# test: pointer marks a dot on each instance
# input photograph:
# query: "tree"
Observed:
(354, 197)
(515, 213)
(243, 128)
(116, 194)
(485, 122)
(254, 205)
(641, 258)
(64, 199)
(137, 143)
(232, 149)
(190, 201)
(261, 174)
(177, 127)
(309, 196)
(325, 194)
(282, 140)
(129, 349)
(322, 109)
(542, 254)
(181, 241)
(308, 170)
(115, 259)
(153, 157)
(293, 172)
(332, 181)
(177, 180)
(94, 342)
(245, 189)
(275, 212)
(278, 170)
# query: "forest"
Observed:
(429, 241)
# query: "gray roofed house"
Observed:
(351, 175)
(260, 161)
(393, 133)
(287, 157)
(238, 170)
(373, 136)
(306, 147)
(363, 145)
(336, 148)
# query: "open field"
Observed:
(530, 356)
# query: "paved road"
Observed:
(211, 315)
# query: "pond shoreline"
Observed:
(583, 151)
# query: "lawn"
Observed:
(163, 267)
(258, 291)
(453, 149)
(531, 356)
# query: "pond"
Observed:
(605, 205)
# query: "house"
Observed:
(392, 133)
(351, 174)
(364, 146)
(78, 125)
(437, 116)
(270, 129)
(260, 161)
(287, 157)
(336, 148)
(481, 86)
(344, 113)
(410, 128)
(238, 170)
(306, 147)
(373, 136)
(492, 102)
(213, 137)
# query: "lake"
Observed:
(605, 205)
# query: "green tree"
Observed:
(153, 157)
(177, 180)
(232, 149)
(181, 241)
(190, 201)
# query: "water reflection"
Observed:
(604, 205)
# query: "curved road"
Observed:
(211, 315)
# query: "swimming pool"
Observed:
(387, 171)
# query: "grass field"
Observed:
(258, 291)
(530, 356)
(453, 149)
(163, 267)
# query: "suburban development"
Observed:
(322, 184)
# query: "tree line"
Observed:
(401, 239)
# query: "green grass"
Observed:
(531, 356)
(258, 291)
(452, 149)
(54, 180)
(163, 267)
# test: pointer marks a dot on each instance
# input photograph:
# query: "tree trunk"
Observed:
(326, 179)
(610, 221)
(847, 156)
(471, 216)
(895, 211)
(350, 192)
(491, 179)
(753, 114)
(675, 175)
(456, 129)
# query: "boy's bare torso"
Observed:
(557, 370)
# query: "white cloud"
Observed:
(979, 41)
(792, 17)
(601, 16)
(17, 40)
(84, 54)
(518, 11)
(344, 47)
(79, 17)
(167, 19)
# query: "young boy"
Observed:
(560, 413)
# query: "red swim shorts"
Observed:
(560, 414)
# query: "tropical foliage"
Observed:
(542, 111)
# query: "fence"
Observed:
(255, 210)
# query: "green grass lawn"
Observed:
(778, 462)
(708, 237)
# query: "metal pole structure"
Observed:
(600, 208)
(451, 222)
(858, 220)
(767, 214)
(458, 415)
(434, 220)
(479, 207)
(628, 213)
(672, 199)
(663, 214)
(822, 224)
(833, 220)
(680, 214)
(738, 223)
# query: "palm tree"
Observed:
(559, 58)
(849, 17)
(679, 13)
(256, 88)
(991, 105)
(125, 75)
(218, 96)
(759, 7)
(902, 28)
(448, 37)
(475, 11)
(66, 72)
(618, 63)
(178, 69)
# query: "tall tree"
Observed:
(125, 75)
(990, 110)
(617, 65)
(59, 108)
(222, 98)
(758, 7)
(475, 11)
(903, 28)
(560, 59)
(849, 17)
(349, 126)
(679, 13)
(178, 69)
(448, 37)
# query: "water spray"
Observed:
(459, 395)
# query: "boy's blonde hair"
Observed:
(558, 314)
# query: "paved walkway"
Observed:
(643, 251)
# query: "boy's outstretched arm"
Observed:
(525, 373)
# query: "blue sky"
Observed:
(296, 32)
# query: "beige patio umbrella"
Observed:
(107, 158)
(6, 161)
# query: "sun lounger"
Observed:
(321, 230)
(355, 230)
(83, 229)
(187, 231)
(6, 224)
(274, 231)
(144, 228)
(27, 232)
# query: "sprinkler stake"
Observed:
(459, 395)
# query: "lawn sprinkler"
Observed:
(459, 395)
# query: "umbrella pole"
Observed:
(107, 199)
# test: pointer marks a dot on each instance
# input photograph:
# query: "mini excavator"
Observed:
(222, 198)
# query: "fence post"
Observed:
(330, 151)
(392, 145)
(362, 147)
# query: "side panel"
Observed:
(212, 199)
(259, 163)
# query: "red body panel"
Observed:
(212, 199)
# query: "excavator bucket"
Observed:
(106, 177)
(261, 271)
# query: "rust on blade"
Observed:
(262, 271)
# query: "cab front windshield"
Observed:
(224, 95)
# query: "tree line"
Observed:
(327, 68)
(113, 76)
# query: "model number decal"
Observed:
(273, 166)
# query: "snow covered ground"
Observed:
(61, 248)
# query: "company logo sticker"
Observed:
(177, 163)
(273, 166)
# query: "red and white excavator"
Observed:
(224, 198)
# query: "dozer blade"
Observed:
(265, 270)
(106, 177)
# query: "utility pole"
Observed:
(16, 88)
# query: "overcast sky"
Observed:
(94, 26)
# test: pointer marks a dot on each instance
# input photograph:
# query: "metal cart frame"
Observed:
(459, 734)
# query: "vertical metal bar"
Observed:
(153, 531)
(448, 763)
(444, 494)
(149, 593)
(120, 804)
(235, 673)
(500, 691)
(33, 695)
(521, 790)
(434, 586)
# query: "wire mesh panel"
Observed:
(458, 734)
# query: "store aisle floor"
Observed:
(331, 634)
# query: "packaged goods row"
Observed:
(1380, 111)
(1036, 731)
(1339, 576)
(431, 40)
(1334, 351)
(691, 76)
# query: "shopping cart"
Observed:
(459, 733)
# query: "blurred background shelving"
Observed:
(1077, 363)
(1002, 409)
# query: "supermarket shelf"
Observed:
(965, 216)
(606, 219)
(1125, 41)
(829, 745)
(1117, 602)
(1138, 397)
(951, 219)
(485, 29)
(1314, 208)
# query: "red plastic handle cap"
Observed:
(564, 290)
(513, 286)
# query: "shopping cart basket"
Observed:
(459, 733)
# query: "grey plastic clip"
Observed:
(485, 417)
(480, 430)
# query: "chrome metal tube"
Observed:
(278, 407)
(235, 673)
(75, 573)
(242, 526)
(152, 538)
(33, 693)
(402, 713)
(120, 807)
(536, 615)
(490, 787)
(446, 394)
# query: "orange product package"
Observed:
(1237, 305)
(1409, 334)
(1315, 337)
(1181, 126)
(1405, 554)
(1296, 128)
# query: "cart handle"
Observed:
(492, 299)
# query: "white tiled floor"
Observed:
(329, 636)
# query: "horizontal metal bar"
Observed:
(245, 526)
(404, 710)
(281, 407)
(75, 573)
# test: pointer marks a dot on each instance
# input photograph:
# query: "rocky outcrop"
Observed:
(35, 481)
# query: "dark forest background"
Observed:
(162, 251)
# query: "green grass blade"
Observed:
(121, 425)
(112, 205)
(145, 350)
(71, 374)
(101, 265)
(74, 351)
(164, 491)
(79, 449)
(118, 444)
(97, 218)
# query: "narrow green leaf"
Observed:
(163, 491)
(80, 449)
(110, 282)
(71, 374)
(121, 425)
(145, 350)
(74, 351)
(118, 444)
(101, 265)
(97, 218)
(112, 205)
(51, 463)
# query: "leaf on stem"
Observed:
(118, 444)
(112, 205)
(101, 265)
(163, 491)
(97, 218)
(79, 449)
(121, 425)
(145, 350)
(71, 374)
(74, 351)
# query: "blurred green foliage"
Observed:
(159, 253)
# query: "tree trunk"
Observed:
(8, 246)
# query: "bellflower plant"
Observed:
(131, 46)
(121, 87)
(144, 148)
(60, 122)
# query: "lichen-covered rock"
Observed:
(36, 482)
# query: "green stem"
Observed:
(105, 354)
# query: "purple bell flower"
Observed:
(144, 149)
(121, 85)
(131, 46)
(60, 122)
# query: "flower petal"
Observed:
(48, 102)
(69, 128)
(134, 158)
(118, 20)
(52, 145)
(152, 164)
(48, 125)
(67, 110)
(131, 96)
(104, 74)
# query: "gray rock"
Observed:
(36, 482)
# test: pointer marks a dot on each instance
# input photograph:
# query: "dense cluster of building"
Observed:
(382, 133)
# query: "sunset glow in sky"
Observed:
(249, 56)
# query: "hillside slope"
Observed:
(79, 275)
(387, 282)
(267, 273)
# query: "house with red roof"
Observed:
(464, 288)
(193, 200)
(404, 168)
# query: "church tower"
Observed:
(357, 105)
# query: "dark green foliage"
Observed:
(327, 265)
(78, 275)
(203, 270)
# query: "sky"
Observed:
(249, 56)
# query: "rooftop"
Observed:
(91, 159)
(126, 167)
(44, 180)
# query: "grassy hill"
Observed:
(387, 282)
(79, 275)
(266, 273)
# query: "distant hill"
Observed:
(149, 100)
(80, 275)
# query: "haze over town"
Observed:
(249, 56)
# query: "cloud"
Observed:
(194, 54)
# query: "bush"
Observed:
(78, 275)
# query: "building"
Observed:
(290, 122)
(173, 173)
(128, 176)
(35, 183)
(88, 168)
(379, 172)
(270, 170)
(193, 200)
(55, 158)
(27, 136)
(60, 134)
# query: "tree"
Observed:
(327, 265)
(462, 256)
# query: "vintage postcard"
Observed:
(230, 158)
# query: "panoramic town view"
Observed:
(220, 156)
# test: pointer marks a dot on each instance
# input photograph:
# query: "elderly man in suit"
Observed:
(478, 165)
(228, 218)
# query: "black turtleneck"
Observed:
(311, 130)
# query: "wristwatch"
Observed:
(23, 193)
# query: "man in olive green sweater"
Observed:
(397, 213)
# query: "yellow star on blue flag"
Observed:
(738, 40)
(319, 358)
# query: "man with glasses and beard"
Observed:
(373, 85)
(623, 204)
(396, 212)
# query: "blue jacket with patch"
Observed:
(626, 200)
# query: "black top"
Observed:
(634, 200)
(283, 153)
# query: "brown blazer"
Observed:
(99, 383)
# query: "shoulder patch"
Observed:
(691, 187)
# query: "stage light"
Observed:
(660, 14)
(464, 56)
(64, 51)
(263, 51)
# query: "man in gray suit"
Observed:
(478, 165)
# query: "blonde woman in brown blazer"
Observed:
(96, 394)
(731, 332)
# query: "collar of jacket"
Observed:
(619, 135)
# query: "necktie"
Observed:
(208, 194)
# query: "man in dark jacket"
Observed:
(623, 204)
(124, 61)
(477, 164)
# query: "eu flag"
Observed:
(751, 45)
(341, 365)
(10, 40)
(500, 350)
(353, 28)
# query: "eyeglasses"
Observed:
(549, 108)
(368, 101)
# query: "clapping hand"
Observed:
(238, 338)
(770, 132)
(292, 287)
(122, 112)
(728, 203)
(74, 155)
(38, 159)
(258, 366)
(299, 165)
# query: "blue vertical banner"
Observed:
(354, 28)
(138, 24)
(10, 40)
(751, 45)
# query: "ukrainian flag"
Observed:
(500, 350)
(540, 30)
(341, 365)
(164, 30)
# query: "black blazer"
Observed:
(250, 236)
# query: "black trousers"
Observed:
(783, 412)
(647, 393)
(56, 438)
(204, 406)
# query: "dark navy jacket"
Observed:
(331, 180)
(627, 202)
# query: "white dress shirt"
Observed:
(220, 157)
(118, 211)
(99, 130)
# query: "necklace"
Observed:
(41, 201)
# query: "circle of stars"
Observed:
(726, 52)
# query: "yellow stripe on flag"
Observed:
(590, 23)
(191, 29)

+--

Work to complete:
Across all of the records above, how many lines include the string "house"? Answer with one number only.

Response area:
3